▶ How to complete this task:
Print out every entry that follows, exactly as written.

■ ■ ■ ■ ■ ■ ■

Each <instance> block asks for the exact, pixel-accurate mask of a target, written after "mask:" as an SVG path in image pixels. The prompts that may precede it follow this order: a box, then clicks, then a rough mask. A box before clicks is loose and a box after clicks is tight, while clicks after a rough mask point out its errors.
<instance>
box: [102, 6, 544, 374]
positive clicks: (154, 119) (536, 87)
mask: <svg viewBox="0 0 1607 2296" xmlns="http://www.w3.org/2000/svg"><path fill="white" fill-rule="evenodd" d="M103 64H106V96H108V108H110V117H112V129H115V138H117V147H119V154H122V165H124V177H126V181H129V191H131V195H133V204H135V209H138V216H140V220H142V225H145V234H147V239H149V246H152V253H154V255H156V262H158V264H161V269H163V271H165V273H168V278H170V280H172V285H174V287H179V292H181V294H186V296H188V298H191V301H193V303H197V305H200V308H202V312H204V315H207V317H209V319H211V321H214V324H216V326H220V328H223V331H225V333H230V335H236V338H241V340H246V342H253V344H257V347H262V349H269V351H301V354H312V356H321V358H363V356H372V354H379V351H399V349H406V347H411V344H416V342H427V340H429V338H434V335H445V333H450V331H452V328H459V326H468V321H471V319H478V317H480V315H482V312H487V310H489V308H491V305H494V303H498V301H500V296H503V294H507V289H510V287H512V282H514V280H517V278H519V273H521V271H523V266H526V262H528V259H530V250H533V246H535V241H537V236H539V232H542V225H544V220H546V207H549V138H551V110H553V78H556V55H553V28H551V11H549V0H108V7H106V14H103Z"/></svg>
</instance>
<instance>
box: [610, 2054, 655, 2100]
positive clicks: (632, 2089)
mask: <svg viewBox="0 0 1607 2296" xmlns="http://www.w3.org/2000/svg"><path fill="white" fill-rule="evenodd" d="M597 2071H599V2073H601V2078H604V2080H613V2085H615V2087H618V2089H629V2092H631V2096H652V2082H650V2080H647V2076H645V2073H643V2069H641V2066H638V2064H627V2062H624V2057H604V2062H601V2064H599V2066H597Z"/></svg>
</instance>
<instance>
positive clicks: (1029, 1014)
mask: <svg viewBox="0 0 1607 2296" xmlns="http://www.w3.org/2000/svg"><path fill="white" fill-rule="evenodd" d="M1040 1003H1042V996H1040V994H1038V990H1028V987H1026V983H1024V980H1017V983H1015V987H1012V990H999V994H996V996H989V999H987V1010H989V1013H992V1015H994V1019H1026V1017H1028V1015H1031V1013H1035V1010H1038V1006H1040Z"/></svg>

■ ■ ■ ■ ■ ■ ■

▶ Finished task:
Each <instance> block asks for the exact, pixel-accurate mask of a target, written after "mask:" as an SVG path in image pixels. The prompts that may precede it follow this order: a box, then clicks, then a rough mask. A box before clicks is loose and a box after clicks is tight, while clicks after a rough mask point out its errors.
<instance>
box: [102, 6, 544, 374]
positive clicks: (154, 119) (536, 87)
mask: <svg viewBox="0 0 1607 2296" xmlns="http://www.w3.org/2000/svg"><path fill="white" fill-rule="evenodd" d="M103 64H106V96H108V108H110V117H112V129H115V138H117V147H119V154H122V165H124V177H126V181H129V191H131V195H133V204H135V209H138V216H140V220H142V225H145V234H147V239H149V246H152V253H154V255H156V262H158V264H161V269H163V271H165V273H168V278H170V280H172V285H174V287H179V292H181V294H186V296H188V298H191V301H193V303H197V305H200V308H202V312H204V315H207V317H209V319H211V321H214V324H216V326H220V328H223V331H225V333H230V335H236V338H241V340H246V342H253V344H257V347H262V349H269V351H301V354H312V356H321V358H363V356H372V354H379V351H399V349H406V347H411V344H416V342H427V340H429V338H434V335H445V333H450V331H452V328H459V326H468V321H471V319H478V317H480V315H482V312H487V310H489V308H491V305H494V303H498V301H500V296H503V294H507V289H510V287H512V282H514V280H517V278H519V273H521V271H523V266H526V262H528V259H530V250H533V246H535V241H537V236H539V232H542V225H544V220H546V207H549V138H551V110H553V78H556V55H553V28H551V11H549V0H108V7H106V14H103Z"/></svg>
</instance>
<instance>
box: [610, 2054, 655, 2100]
positive clicks: (632, 2089)
mask: <svg viewBox="0 0 1607 2296" xmlns="http://www.w3.org/2000/svg"><path fill="white" fill-rule="evenodd" d="M597 2071H599V2073H601V2078H604V2080H613V2085H615V2087H618V2089H629V2092H631V2096H652V2082H650V2080H647V2076H645V2073H643V2069H641V2066H638V2064H627V2062H624V2057H604V2062H601V2064H599V2066H597Z"/></svg>
</instance>
<instance>
positive clicks: (1029, 1014)
mask: <svg viewBox="0 0 1607 2296" xmlns="http://www.w3.org/2000/svg"><path fill="white" fill-rule="evenodd" d="M1040 1003H1042V996H1040V994H1038V990H1028V987H1026V983H1024V980H1017V983H1015V987H1012V990H999V994H996V996H989V999H987V1010H989V1013H992V1015H994V1019H1026V1017H1028V1015H1031V1013H1035V1010H1038V1006H1040Z"/></svg>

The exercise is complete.